EXERCISE >>
Continue the article on the genetics of hereditary retinal and optic nerve diseases from where its conclusion stops.

EXTRACT >>

- - -

The Genetics of Hereditary Retinopathies and Optic Neuropathies

Alessandro Iannaccone, MD, MS

Disclosures

Compr Ophthalmol Update. 2005;6(1):39-62. 

In This Article

Conclusion

This update illustrated the progress in the understanding of the molecular causes of hereditary retinal and optic nerve diseases that has occurred in the past few years. This new knowledge offers now the exciting opportunity to increase our understanding of disease-causing mechanisms, develop better ways to distinguish disease subtypes in the clinical setting, and devise rational treatment strategies. It also opens the door to systematic molecular characterization of affected patients, not only to verify uncertain or ambiguous phenotypes with unprecedented diagnostic accuracy, but also to begin accruing detailed information in databases of molecularly verified cases of rare diseases that will lay the ground for forthcoming multicenter studies and trials. Indeed, in the not-too-distant future, characterization of patients with hereditary eye disease by the Clinical Laboratory Improvement Amendments Act of 1988 (CLIA)-certified molecular genetic diagnostic laboratories may also become of crucial therapeutic relevance, if the potential benefits of gene therapy or other targeted treatments for hereditary retinal and optic nerve disorders are to be offered to affected patients.

- - -

(Point-per-instance localization data)
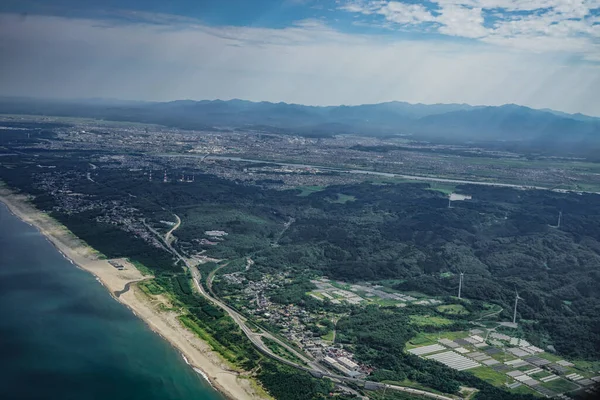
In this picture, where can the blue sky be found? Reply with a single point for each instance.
(542, 53)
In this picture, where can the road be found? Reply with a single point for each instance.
(367, 172)
(169, 235)
(312, 367)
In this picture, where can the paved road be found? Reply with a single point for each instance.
(313, 368)
(366, 172)
(169, 235)
(255, 338)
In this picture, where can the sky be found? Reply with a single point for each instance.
(539, 53)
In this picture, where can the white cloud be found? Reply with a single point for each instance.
(401, 13)
(307, 63)
(462, 21)
(536, 25)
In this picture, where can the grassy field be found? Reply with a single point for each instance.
(523, 389)
(446, 188)
(452, 309)
(328, 337)
(428, 320)
(424, 338)
(281, 351)
(489, 375)
(308, 190)
(560, 385)
(343, 198)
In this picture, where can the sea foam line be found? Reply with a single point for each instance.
(198, 370)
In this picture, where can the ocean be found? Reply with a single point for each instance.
(62, 336)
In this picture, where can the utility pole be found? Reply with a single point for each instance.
(517, 298)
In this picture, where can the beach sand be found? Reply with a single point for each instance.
(196, 352)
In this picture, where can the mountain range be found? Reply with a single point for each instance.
(524, 127)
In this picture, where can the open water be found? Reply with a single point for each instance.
(62, 336)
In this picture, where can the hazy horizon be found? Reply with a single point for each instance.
(540, 54)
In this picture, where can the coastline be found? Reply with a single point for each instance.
(195, 352)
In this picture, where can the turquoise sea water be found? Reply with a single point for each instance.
(62, 336)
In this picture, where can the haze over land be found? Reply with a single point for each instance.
(542, 54)
(320, 239)
(507, 127)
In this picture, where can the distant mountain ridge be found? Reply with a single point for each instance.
(539, 129)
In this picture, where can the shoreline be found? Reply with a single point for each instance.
(196, 353)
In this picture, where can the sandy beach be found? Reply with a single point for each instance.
(196, 352)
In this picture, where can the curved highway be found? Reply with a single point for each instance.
(311, 367)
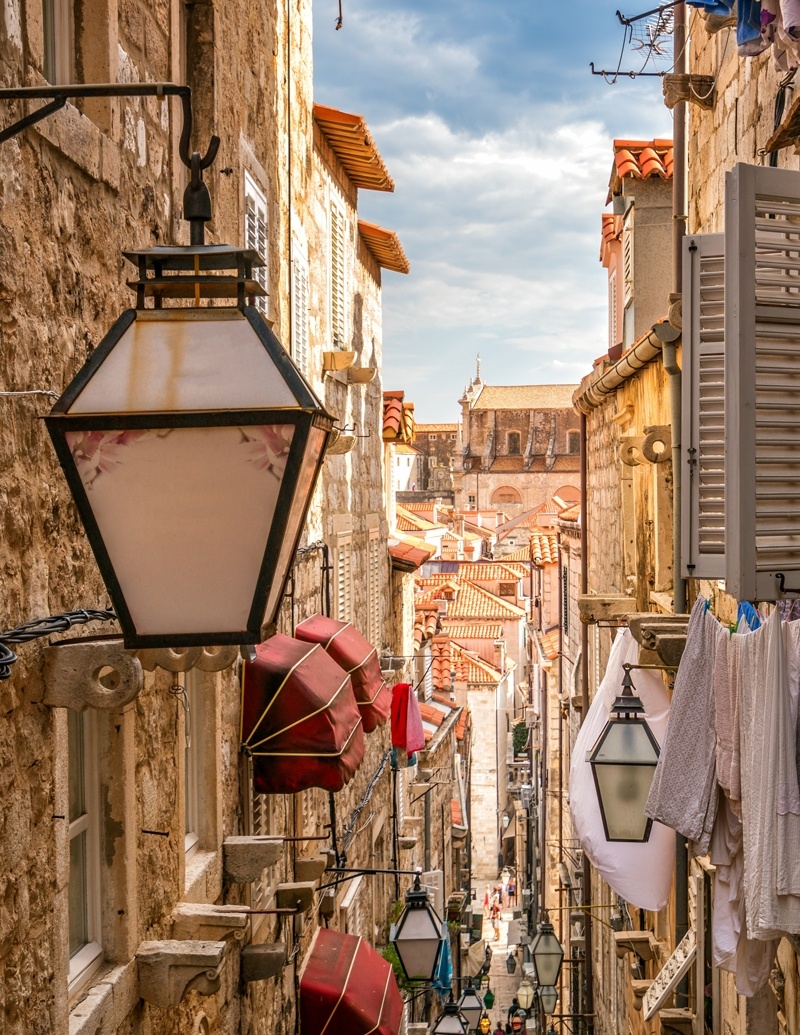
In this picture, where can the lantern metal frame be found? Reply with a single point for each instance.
(308, 415)
(417, 899)
(545, 948)
(629, 710)
(470, 1004)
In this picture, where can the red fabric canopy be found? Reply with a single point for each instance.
(346, 986)
(358, 658)
(299, 720)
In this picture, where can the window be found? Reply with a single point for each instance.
(344, 573)
(374, 589)
(337, 272)
(58, 31)
(191, 702)
(300, 348)
(256, 234)
(85, 950)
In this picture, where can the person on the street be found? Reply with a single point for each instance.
(496, 921)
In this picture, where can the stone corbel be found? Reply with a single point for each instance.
(262, 962)
(312, 868)
(185, 658)
(91, 674)
(630, 449)
(643, 943)
(244, 859)
(697, 89)
(605, 607)
(169, 969)
(208, 922)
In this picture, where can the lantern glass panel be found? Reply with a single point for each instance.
(168, 539)
(184, 360)
(417, 941)
(471, 1006)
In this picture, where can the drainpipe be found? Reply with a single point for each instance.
(680, 166)
(589, 1003)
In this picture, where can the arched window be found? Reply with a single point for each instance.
(506, 494)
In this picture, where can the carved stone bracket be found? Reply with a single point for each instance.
(168, 970)
(297, 895)
(698, 90)
(244, 859)
(604, 607)
(310, 869)
(91, 674)
(644, 943)
(665, 634)
(262, 962)
(185, 658)
(202, 922)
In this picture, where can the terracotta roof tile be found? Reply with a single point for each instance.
(525, 397)
(385, 246)
(641, 159)
(353, 145)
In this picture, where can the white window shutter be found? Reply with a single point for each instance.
(256, 235)
(703, 486)
(763, 381)
(300, 305)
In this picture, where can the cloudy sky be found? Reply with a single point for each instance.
(499, 141)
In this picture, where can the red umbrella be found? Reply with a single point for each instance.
(299, 719)
(359, 658)
(346, 986)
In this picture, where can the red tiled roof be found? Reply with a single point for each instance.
(472, 601)
(353, 145)
(385, 246)
(410, 552)
(642, 159)
(397, 418)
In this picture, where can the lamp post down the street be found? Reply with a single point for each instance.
(623, 761)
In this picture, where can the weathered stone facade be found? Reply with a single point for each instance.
(75, 190)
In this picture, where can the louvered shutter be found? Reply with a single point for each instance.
(256, 234)
(763, 381)
(703, 489)
(337, 271)
(300, 305)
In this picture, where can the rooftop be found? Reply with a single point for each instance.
(525, 397)
(351, 141)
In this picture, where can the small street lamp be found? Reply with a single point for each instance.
(547, 954)
(417, 937)
(471, 1005)
(623, 762)
(450, 1021)
(547, 997)
(525, 995)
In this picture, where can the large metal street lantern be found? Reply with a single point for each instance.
(471, 1005)
(547, 954)
(191, 445)
(623, 762)
(450, 1021)
(417, 936)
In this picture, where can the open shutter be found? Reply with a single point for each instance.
(703, 489)
(763, 381)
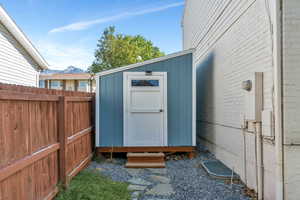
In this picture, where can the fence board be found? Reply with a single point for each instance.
(45, 138)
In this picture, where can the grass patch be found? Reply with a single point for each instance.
(90, 185)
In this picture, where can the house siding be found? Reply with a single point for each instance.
(233, 40)
(179, 88)
(16, 65)
(291, 97)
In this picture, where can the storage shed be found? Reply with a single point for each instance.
(148, 106)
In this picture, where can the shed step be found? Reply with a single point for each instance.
(145, 160)
(145, 165)
(146, 157)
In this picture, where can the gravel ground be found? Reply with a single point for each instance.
(187, 179)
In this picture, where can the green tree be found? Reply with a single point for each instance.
(116, 50)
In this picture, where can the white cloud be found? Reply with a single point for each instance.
(87, 24)
(60, 56)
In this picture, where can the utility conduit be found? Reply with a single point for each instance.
(259, 164)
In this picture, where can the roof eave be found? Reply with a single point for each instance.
(13, 28)
(118, 69)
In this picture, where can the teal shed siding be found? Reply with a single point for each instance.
(180, 87)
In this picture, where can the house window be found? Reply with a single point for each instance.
(83, 86)
(42, 84)
(151, 83)
(56, 85)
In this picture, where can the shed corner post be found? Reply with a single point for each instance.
(97, 112)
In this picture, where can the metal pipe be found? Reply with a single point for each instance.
(259, 164)
(278, 100)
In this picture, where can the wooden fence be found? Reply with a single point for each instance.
(46, 138)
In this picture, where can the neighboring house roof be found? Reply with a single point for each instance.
(118, 69)
(12, 27)
(70, 73)
(68, 70)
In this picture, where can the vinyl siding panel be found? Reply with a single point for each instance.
(179, 102)
(291, 97)
(16, 66)
(233, 39)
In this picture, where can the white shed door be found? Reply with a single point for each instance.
(145, 109)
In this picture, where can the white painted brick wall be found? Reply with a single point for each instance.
(291, 97)
(16, 65)
(233, 39)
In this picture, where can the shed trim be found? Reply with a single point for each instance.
(118, 69)
(13, 28)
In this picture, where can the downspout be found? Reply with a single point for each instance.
(278, 65)
(259, 164)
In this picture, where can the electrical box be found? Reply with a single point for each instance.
(253, 94)
(267, 123)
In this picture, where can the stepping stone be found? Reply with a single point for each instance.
(158, 170)
(139, 181)
(157, 199)
(160, 179)
(133, 172)
(136, 188)
(99, 169)
(135, 195)
(161, 189)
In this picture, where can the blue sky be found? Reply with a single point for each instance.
(66, 31)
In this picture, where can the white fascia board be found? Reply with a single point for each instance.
(12, 27)
(118, 69)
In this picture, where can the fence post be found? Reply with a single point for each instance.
(62, 108)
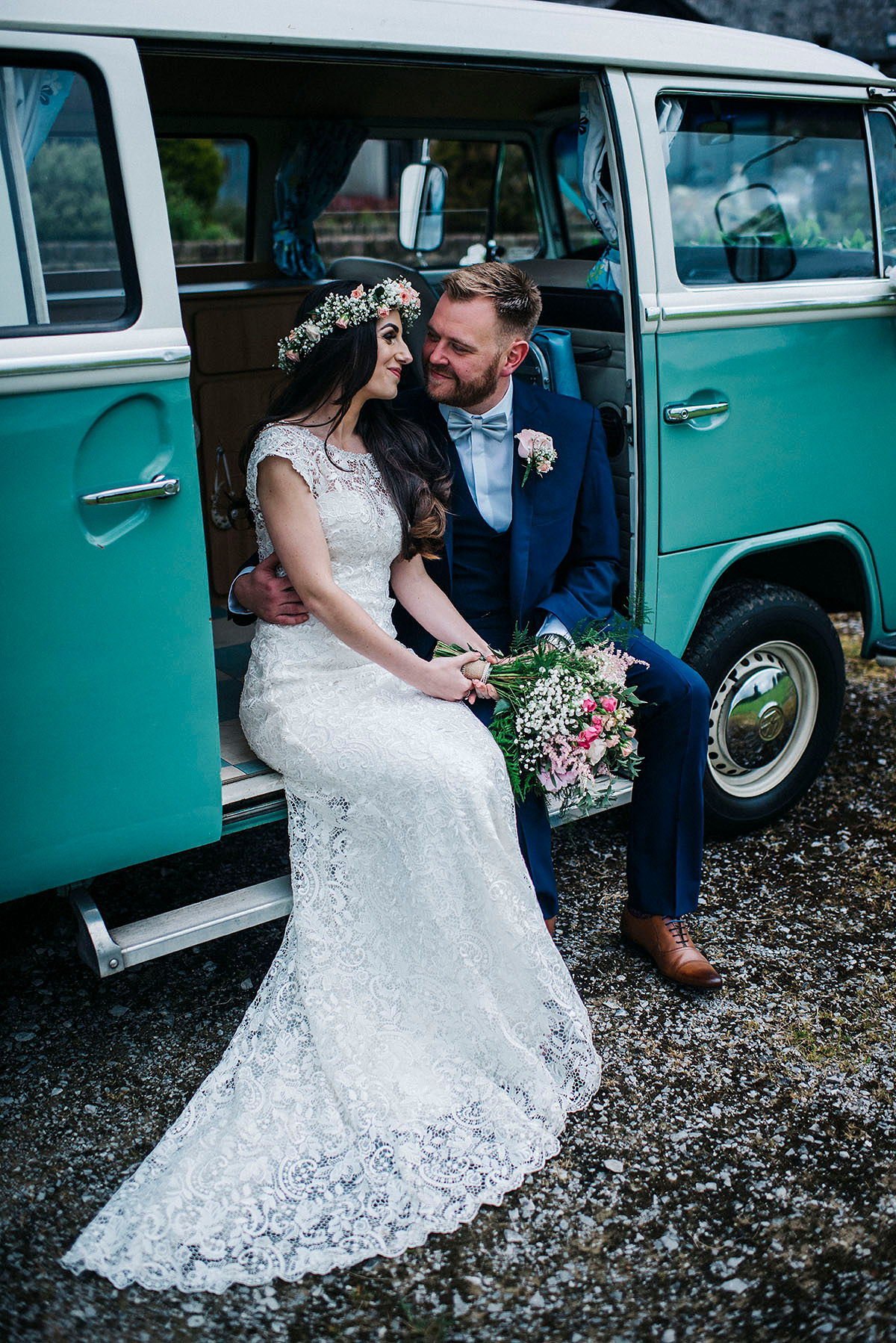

- - -

ANSWER TO THE EXERCISE >>
To take advantage in full of these molecular advances, an accurate clinical, functional, and medical genetic work-up of the patient with a hereditary eye disease remains indispensable to the formulation of the correct clinical diagnosis, as this precedes molecular verification. Not only will formulating the correct diagnosis in genetic eye disease have immediate important counseling and, at times, prognostic implications, but it also will streamline genetic investigations, leading to faster, more efficient, more cost-effective molecular testing. To this end, awareness of the systemic hallmarks of numerous syndromes of ophthalmologic interest is especially important in recognizing them and gives the ophthalmologist the opportunity to play a fundamental role in the diagnostic process and management of these conditions.

It is hoped that this bedside-to-bench-to-bedside theoretical virtuous cycle that lies ahead of us will receive all the support it needs from federal agencies, private foundations, and academic institutions alike, so that it will soon become possible to offer the benefits of the remarkable recent progress in this field back to the patients who are affected with these disorders, which remain otherwise incurable for the most part.